- Opening Delimiter -

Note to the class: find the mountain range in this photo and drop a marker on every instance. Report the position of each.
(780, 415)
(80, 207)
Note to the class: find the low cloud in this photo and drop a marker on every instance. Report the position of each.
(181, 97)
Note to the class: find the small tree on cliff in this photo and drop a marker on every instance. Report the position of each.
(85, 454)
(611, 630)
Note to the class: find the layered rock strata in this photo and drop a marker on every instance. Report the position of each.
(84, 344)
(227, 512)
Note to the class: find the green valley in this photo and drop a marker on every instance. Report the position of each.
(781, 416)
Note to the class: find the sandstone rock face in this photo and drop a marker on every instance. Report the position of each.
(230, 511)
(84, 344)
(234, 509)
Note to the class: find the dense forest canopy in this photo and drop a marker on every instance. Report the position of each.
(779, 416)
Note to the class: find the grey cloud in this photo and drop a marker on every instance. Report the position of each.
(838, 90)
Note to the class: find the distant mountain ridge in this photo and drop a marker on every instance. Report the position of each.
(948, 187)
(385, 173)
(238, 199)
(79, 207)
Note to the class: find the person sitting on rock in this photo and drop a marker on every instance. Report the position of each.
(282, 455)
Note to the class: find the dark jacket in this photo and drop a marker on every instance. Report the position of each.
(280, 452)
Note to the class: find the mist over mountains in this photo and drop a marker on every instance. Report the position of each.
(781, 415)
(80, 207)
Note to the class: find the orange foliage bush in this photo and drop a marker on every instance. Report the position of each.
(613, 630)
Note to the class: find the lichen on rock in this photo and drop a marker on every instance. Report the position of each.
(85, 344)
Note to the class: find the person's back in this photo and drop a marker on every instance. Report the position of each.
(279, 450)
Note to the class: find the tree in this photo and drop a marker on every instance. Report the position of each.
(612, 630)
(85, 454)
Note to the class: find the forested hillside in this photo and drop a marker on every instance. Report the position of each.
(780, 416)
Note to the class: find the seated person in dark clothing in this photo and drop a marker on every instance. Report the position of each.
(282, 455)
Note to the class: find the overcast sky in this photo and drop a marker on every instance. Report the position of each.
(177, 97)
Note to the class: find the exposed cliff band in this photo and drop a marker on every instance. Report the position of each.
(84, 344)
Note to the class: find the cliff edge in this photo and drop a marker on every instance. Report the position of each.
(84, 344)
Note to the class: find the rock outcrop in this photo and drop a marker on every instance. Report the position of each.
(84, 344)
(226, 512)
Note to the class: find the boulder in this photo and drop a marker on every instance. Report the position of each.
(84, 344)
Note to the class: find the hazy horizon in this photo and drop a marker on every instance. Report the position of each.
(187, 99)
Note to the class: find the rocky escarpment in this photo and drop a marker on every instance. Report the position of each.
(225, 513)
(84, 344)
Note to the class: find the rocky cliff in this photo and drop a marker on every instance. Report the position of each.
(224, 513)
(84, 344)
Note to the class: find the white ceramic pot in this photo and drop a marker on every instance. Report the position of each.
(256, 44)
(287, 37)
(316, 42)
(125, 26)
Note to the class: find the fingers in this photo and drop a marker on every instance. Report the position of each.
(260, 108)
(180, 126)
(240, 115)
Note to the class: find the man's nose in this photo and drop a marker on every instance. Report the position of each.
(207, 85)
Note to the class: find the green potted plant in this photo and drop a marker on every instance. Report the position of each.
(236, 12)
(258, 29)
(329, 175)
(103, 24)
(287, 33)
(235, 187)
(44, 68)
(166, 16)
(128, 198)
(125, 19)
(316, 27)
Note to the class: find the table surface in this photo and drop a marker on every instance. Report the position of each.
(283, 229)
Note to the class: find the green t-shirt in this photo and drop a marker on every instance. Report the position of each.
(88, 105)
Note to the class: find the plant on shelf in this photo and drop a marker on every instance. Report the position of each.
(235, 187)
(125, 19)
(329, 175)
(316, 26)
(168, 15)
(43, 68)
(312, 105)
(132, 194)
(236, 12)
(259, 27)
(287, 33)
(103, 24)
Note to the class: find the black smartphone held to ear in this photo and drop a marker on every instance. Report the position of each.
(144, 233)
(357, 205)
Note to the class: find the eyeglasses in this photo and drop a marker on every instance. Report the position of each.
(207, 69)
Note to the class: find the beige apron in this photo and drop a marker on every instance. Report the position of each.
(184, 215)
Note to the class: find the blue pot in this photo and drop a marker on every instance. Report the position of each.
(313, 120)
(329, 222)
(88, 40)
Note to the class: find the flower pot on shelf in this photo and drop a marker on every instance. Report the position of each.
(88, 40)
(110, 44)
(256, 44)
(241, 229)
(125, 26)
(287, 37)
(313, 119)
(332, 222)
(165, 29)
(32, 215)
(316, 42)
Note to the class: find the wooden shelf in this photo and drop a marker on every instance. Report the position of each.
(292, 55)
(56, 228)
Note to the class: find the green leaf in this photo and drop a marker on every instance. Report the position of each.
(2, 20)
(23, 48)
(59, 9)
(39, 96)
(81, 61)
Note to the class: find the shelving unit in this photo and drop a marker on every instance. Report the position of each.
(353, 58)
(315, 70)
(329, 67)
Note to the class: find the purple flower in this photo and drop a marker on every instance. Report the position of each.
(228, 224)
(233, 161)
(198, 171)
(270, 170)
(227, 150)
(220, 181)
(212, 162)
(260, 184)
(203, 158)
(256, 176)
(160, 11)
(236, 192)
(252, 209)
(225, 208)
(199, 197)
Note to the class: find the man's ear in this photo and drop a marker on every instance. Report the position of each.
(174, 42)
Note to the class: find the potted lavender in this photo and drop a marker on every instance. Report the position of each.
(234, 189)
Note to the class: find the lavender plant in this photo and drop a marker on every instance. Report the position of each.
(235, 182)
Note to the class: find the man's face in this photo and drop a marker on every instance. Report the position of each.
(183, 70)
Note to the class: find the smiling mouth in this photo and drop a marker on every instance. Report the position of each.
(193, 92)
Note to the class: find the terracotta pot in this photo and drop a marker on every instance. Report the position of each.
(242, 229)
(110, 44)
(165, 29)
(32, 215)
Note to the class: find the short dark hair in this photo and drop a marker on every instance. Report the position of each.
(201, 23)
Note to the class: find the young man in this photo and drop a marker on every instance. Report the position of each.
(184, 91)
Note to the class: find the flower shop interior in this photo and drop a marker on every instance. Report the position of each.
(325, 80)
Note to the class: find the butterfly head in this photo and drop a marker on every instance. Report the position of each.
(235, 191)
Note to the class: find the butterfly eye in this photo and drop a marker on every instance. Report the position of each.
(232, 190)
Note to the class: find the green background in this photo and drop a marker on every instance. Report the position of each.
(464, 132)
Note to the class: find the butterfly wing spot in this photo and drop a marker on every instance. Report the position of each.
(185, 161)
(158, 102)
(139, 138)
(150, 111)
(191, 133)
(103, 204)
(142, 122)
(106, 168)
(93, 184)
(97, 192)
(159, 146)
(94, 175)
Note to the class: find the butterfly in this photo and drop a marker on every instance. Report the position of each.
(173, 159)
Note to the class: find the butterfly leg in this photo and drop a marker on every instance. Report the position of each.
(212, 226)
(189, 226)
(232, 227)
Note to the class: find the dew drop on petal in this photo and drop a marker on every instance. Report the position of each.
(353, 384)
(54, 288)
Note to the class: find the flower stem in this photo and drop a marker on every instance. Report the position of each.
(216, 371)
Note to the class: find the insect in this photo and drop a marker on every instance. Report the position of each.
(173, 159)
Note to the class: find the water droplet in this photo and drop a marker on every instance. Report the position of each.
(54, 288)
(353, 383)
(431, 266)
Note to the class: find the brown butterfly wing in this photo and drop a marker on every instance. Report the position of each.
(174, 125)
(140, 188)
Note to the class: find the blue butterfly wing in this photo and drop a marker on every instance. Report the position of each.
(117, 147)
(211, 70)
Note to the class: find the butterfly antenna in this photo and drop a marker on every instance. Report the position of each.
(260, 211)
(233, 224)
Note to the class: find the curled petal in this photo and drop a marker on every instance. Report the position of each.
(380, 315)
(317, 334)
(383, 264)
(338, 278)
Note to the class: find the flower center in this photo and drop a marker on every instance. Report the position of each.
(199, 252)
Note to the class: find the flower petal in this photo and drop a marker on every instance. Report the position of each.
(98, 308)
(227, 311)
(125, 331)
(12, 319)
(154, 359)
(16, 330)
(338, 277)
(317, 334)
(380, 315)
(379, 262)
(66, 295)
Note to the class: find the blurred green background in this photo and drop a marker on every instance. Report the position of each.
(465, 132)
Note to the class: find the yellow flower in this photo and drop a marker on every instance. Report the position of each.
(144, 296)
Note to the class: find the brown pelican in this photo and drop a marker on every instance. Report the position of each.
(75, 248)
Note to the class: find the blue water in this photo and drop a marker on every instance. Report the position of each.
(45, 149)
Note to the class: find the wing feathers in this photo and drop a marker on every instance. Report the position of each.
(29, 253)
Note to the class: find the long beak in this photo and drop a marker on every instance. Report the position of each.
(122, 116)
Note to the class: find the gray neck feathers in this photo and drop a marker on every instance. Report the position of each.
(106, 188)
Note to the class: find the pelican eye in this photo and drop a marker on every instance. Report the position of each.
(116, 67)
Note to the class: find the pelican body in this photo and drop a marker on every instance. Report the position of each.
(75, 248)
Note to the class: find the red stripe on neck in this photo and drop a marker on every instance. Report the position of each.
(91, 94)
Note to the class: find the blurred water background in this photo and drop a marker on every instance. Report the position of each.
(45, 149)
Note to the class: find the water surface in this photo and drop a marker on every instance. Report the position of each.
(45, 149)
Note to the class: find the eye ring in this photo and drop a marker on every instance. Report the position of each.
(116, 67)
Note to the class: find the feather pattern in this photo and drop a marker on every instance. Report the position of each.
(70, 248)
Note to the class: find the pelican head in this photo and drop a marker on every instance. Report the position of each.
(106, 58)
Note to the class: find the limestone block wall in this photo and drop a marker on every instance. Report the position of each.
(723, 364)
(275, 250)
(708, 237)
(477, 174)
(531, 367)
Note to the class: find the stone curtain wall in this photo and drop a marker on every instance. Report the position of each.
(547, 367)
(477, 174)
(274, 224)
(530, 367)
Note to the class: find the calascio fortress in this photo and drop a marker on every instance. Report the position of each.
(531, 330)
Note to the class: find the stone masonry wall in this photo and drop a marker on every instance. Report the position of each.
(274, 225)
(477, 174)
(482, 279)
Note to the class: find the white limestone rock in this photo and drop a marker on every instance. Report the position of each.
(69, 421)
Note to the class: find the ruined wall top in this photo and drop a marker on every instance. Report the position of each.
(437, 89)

- Closing Delimiter -

== Exercise brief ==
Start at the line containing "Note to the class: find the eye ring" and copy each line through the last one in the records, exactly and with nothing added.

== Answer to this task ==
Note to the class: find the eye ring in this photo and drop a marker on every instance. Report the position of each.
(116, 67)
Note to the class: find the feather pattern in this photo and drop a marker on every instance. Report the position of each.
(70, 248)
Note to the class: find the pelican head in this photo and drop a marker on every instance. Report the position of each.
(106, 58)
Note to the class: find the limestone block wall in this photo and drop a marker on every instance. Report the position of each.
(723, 364)
(275, 250)
(708, 237)
(477, 174)
(531, 367)
Note to the class: find the stone curtain wall in this photo and drop a marker on every instance. Report the position of each.
(547, 367)
(477, 174)
(274, 224)
(530, 367)
Note to the class: find the calascio fortress in this photo and drop a marker on every instance. Report the position of each.
(531, 330)
Note to the class: find the stone masonry wall in this photo and drop a marker on every instance. Report the position of each.
(274, 225)
(477, 174)
(482, 279)
Note to the class: find the white limestone rock in this photo and drop a marker on every instance. Report the position of each.
(69, 421)
Note to the class: find the ruined wall top in this photo and drop a marker on every instance. Report the position of each.
(437, 89)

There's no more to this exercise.